WHAT YOU SHOULD DO -
Word for word, restate the lines of the listing from the one that holds "Question. Identify every instance of the child with" through the very last line, and nothing more.

EXERCISE INPUTS -
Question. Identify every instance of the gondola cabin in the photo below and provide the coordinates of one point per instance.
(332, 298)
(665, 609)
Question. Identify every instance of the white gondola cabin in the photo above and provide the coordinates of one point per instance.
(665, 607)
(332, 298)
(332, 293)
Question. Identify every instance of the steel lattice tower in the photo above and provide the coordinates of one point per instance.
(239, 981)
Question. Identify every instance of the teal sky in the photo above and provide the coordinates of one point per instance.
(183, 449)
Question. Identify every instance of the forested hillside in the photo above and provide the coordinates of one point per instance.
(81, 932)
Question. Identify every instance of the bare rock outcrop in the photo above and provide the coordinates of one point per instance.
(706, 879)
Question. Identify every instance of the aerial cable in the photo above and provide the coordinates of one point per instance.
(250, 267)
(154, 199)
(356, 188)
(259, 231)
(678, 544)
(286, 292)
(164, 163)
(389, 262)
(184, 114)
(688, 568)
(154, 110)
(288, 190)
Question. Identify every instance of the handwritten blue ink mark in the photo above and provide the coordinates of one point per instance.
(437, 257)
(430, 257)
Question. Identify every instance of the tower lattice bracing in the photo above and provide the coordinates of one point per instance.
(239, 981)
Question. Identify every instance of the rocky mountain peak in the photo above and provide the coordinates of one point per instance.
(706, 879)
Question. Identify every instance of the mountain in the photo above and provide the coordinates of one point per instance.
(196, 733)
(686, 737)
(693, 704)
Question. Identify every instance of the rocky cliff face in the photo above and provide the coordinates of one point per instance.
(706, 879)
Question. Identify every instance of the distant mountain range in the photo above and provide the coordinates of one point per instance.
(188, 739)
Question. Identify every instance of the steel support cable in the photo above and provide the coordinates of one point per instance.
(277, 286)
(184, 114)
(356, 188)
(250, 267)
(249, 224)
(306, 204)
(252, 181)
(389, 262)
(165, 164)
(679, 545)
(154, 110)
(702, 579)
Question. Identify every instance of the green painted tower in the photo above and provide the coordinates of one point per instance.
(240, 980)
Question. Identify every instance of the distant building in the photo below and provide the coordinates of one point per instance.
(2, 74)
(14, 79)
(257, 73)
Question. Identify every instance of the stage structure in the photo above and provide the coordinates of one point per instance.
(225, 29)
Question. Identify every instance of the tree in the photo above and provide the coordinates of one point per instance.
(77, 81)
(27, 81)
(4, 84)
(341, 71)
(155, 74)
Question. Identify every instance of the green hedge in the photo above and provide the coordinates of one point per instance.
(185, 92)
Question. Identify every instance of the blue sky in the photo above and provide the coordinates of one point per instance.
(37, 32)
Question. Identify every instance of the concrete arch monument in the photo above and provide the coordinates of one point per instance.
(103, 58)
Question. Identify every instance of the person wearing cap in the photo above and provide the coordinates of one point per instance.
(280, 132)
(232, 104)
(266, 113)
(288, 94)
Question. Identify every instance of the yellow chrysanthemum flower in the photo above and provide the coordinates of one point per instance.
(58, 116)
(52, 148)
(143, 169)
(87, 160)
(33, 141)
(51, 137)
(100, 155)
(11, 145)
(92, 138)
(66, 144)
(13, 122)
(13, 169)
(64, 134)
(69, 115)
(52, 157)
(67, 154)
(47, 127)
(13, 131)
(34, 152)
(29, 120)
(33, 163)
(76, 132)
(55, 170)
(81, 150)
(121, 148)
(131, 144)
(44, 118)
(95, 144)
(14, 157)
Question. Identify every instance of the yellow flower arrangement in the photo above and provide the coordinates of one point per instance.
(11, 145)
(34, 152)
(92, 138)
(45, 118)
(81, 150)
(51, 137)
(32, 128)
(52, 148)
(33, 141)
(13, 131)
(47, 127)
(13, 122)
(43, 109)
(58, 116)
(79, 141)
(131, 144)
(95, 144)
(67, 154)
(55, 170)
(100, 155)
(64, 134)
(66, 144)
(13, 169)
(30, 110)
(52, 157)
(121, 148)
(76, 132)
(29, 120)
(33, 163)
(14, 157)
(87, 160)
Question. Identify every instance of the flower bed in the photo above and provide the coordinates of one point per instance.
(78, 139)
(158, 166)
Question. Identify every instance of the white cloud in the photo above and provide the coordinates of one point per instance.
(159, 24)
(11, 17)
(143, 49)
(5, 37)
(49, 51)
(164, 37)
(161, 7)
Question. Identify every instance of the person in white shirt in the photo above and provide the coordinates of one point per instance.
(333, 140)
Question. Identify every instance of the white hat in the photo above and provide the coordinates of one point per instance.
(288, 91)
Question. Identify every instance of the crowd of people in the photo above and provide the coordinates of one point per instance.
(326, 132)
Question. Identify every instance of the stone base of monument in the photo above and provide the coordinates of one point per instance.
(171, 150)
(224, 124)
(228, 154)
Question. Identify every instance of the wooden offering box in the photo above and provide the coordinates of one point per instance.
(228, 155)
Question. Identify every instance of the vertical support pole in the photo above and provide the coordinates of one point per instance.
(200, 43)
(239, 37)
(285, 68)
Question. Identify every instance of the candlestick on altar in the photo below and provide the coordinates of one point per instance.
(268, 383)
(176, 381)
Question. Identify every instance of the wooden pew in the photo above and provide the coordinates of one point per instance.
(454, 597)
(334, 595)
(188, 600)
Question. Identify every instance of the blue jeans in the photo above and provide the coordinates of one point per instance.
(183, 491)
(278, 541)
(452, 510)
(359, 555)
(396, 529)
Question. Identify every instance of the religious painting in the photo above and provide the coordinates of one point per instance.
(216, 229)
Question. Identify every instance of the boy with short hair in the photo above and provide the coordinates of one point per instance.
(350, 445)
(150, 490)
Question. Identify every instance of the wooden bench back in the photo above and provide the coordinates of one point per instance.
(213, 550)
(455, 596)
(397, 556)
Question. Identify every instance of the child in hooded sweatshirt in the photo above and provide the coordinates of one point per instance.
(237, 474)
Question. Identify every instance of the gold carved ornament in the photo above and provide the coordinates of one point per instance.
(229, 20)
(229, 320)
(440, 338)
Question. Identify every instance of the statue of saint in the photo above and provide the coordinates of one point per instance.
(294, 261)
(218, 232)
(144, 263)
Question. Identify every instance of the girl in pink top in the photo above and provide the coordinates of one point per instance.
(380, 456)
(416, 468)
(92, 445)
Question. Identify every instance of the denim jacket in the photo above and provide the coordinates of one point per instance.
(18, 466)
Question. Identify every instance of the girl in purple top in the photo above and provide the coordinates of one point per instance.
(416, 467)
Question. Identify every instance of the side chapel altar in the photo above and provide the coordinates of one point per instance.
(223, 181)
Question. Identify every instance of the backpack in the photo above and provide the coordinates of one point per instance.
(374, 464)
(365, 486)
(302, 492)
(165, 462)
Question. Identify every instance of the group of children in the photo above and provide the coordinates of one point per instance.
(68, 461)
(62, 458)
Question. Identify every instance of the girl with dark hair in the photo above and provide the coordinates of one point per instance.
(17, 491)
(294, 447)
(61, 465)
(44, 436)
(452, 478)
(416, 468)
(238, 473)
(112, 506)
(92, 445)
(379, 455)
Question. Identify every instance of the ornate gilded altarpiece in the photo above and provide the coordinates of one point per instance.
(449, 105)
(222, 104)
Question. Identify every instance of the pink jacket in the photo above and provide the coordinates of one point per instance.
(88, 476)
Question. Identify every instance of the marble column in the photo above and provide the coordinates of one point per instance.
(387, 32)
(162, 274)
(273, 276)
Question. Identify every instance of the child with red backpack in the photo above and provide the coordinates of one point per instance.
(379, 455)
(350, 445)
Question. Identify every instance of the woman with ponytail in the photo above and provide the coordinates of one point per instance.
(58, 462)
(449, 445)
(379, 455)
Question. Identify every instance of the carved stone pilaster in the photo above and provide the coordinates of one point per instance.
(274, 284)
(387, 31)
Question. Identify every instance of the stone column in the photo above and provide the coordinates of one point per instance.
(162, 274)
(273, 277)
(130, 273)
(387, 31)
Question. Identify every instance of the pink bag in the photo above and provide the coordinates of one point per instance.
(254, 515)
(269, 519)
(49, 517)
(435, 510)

EXERCISE OUTPUT -
Question. Identify every instance of the child with red backpack in the photo above and provide the coordinates of one point per instance.
(379, 455)
(350, 445)
Question. Identify every instance of the woman with ponytail in the photo above and provide the coordinates of one point per instance.
(58, 462)
(449, 445)
(379, 455)
Question. Identify every instance of the carved stone pilaster in the photo above and provide the coordinates of one point per instance.
(274, 284)
(387, 31)
Question. Identify every instance of the stone column in the photo above and provide the coordinates of one point per instance.
(162, 274)
(273, 277)
(130, 273)
(387, 31)
Question. Identify every instance of the pink bag in the photo above and provide the coordinates of one point per instance.
(254, 515)
(269, 519)
(49, 517)
(435, 510)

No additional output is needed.